## Aim
Your task is to repeat the entries underneath exactly, minus the pictures.

## Material provided
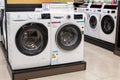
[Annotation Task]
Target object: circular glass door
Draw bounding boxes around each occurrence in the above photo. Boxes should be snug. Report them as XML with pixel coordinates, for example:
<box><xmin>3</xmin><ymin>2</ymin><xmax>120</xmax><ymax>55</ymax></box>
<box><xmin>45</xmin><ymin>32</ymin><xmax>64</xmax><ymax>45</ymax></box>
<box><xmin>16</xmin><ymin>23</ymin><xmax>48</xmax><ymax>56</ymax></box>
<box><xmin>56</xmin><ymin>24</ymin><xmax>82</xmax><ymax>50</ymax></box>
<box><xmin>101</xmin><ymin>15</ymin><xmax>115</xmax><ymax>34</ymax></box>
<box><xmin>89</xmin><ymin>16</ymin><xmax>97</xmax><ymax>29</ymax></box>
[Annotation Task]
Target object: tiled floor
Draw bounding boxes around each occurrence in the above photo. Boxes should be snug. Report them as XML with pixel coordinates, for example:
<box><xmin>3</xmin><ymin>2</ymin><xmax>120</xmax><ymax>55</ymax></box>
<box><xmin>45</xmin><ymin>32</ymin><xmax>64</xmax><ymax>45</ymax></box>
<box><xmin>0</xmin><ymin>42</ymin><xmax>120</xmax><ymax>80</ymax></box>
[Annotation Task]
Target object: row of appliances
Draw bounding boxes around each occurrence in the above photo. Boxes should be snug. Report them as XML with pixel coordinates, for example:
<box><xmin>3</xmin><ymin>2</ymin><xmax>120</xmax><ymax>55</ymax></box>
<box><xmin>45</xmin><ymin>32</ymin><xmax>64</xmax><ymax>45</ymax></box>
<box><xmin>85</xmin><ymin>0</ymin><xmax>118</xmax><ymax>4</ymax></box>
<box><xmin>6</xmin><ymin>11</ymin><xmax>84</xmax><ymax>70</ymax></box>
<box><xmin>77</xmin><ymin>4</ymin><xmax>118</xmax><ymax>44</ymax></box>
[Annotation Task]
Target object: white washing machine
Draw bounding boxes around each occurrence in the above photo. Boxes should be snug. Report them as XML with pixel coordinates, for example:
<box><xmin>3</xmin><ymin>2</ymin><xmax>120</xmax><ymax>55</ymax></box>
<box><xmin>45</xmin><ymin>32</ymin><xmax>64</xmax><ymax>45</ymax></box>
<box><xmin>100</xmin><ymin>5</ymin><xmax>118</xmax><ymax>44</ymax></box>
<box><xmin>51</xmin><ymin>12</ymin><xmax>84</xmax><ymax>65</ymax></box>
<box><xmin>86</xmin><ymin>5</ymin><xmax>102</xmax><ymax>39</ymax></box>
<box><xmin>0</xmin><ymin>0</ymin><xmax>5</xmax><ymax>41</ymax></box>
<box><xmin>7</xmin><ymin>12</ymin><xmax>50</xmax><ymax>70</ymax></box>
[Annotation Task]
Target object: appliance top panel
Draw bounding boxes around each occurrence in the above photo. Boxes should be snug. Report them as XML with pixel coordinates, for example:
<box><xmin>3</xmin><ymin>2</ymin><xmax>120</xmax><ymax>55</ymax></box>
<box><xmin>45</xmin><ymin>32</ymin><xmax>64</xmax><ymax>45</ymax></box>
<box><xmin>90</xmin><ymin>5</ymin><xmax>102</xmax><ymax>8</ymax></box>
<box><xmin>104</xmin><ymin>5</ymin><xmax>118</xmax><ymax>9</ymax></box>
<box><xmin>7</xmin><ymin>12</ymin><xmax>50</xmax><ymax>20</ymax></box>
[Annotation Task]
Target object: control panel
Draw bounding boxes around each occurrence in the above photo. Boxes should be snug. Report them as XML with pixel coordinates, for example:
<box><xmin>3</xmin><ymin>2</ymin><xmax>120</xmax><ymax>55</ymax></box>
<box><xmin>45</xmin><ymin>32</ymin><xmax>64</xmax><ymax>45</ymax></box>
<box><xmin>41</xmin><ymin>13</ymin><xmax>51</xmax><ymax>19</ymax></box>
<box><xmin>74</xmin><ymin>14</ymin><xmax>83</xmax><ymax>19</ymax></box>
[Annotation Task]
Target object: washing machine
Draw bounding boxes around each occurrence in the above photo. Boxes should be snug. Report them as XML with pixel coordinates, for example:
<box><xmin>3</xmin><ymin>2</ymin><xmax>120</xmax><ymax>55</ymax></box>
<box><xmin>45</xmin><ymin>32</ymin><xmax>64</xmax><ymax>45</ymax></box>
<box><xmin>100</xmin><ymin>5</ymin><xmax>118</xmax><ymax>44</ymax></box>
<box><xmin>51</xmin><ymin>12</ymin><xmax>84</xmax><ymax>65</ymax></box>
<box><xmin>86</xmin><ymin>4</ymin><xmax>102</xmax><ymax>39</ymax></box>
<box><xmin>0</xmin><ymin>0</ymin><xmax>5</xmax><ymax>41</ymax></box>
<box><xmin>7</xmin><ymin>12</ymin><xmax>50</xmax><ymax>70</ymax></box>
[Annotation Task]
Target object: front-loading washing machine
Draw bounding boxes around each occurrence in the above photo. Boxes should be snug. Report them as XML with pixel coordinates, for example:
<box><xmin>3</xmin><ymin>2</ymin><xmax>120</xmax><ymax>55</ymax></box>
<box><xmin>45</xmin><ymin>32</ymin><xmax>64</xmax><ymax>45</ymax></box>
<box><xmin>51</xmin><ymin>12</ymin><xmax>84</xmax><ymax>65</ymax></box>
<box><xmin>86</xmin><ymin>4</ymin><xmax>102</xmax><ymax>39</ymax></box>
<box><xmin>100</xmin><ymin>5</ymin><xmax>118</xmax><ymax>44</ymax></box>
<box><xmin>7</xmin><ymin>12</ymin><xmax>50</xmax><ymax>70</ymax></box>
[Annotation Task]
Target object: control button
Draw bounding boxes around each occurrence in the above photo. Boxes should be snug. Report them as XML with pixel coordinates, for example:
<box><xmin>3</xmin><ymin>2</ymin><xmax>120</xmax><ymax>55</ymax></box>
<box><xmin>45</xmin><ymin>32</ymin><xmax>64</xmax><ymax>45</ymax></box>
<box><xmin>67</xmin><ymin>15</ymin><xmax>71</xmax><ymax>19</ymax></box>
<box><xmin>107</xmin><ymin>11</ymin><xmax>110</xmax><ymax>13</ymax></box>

## Response to the task
[Annotation Task]
Target object: circular glass door
Draw bounding boxes around each occurrence in the above photo. Boxes should be snug. Report them as XML with pixel coordinates, for example:
<box><xmin>3</xmin><ymin>2</ymin><xmax>120</xmax><ymax>55</ymax></box>
<box><xmin>45</xmin><ymin>32</ymin><xmax>64</xmax><ymax>45</ymax></box>
<box><xmin>16</xmin><ymin>23</ymin><xmax>48</xmax><ymax>56</ymax></box>
<box><xmin>56</xmin><ymin>24</ymin><xmax>82</xmax><ymax>50</ymax></box>
<box><xmin>101</xmin><ymin>15</ymin><xmax>115</xmax><ymax>34</ymax></box>
<box><xmin>89</xmin><ymin>16</ymin><xmax>97</xmax><ymax>29</ymax></box>
[Annotation Task]
Target object: tiled floor
Draw bounding boxes around each occurrence in the above photo. Boxes should be snug. Report them as XML with pixel coordinates, for example:
<box><xmin>3</xmin><ymin>2</ymin><xmax>120</xmax><ymax>55</ymax></box>
<box><xmin>45</xmin><ymin>32</ymin><xmax>64</xmax><ymax>45</ymax></box>
<box><xmin>0</xmin><ymin>42</ymin><xmax>120</xmax><ymax>80</ymax></box>
[Annotation Task]
Target object: row of appliances
Draw bounding boxes around each occurrence in the above photo. Boxes should be snug. Report them as XML with pixel coordinates, for example:
<box><xmin>3</xmin><ymin>2</ymin><xmax>120</xmax><ymax>55</ymax></box>
<box><xmin>45</xmin><ymin>32</ymin><xmax>64</xmax><ymax>45</ymax></box>
<box><xmin>85</xmin><ymin>0</ymin><xmax>118</xmax><ymax>4</ymax></box>
<box><xmin>6</xmin><ymin>11</ymin><xmax>84</xmax><ymax>70</ymax></box>
<box><xmin>77</xmin><ymin>4</ymin><xmax>118</xmax><ymax>44</ymax></box>
[Annotation Task]
Target object: white washing machine
Draw bounding boxes around each occurrence in the above photo. Boxes should be snug. Report them as XML with pixel coordinates, for example:
<box><xmin>3</xmin><ymin>2</ymin><xmax>120</xmax><ymax>55</ymax></box>
<box><xmin>45</xmin><ymin>32</ymin><xmax>64</xmax><ymax>45</ymax></box>
<box><xmin>100</xmin><ymin>5</ymin><xmax>118</xmax><ymax>44</ymax></box>
<box><xmin>51</xmin><ymin>12</ymin><xmax>84</xmax><ymax>65</ymax></box>
<box><xmin>86</xmin><ymin>5</ymin><xmax>102</xmax><ymax>39</ymax></box>
<box><xmin>0</xmin><ymin>0</ymin><xmax>5</xmax><ymax>41</ymax></box>
<box><xmin>7</xmin><ymin>12</ymin><xmax>50</xmax><ymax>70</ymax></box>
[Annotation Task]
Target object: appliance top panel
Draw bounding boxes around each occurrence in the above photo. Boxes should be snug. Report them as XML with pixel coordinates, for example:
<box><xmin>3</xmin><ymin>2</ymin><xmax>120</xmax><ymax>55</ymax></box>
<box><xmin>45</xmin><ymin>32</ymin><xmax>64</xmax><ymax>45</ymax></box>
<box><xmin>90</xmin><ymin>5</ymin><xmax>102</xmax><ymax>8</ymax></box>
<box><xmin>104</xmin><ymin>5</ymin><xmax>118</xmax><ymax>9</ymax></box>
<box><xmin>7</xmin><ymin>12</ymin><xmax>50</xmax><ymax>20</ymax></box>
[Annotation Task]
Target object: control panel
Draw bounding boxes around each occurrence in the above photo. Boxes should be snug. Report them as XML with pixel coordinates, for example:
<box><xmin>3</xmin><ymin>2</ymin><xmax>120</xmax><ymax>55</ymax></box>
<box><xmin>45</xmin><ymin>32</ymin><xmax>64</xmax><ymax>45</ymax></box>
<box><xmin>41</xmin><ymin>13</ymin><xmax>51</xmax><ymax>19</ymax></box>
<box><xmin>74</xmin><ymin>14</ymin><xmax>83</xmax><ymax>19</ymax></box>
[Annotation Task]
Target object: washing machine
Draw bounding boxes around each occurrence in the above photo. Boxes should be snug. Report them as XML with pixel coordinates, for example:
<box><xmin>3</xmin><ymin>2</ymin><xmax>120</xmax><ymax>55</ymax></box>
<box><xmin>45</xmin><ymin>32</ymin><xmax>64</xmax><ymax>45</ymax></box>
<box><xmin>100</xmin><ymin>5</ymin><xmax>118</xmax><ymax>44</ymax></box>
<box><xmin>51</xmin><ymin>12</ymin><xmax>84</xmax><ymax>65</ymax></box>
<box><xmin>86</xmin><ymin>4</ymin><xmax>102</xmax><ymax>39</ymax></box>
<box><xmin>0</xmin><ymin>0</ymin><xmax>5</xmax><ymax>41</ymax></box>
<box><xmin>7</xmin><ymin>12</ymin><xmax>50</xmax><ymax>70</ymax></box>
[Annotation Task]
Target object: front-loading washing machine
Draw bounding boxes around each occurrence in the above photo. Boxes should be snug. Report them as XML with pixel coordinates, for example:
<box><xmin>3</xmin><ymin>2</ymin><xmax>120</xmax><ymax>55</ymax></box>
<box><xmin>45</xmin><ymin>32</ymin><xmax>64</xmax><ymax>45</ymax></box>
<box><xmin>51</xmin><ymin>12</ymin><xmax>84</xmax><ymax>65</ymax></box>
<box><xmin>86</xmin><ymin>4</ymin><xmax>102</xmax><ymax>39</ymax></box>
<box><xmin>100</xmin><ymin>5</ymin><xmax>118</xmax><ymax>44</ymax></box>
<box><xmin>7</xmin><ymin>12</ymin><xmax>50</xmax><ymax>70</ymax></box>
[Annotation Task]
Target object: control button
Draw bounding boxes around each occurrence in the above photo. Boxes should be snug. Report them as XML with pixel coordinates, for example:
<box><xmin>3</xmin><ymin>2</ymin><xmax>120</xmax><ymax>55</ymax></box>
<box><xmin>45</xmin><ymin>32</ymin><xmax>64</xmax><ymax>45</ymax></box>
<box><xmin>67</xmin><ymin>15</ymin><xmax>71</xmax><ymax>19</ymax></box>
<box><xmin>107</xmin><ymin>11</ymin><xmax>110</xmax><ymax>13</ymax></box>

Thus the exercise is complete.